▸ **HOW TO COMPLETE THIS TASK**: Some of the lines below need repeating. Reproduce exactly those between the lines holding "of the line" and "of the zebu", inclusive.

▸ **GIVEN ENTRIES**:
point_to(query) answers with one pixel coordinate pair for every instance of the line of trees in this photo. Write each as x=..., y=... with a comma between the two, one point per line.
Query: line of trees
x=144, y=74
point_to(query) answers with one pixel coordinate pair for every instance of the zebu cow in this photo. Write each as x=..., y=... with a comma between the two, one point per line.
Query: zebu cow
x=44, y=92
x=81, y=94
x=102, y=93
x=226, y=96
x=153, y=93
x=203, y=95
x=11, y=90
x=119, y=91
--
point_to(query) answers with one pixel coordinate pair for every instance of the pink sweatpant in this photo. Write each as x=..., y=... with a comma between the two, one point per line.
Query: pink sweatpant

▸ **EXPECTED ANSWER**:
point_to(query) answers with one pixel coordinate pair for every instance of the line of trees in this photo. Write each as x=..., y=... with a comma between the two, one point per line.
Query: line of trees
x=144, y=74
point_to(query) answers with one pixel coordinate pair for every instance of the zebu cow in this photo. Write each as x=..., y=... with a comma between the two, one point per line.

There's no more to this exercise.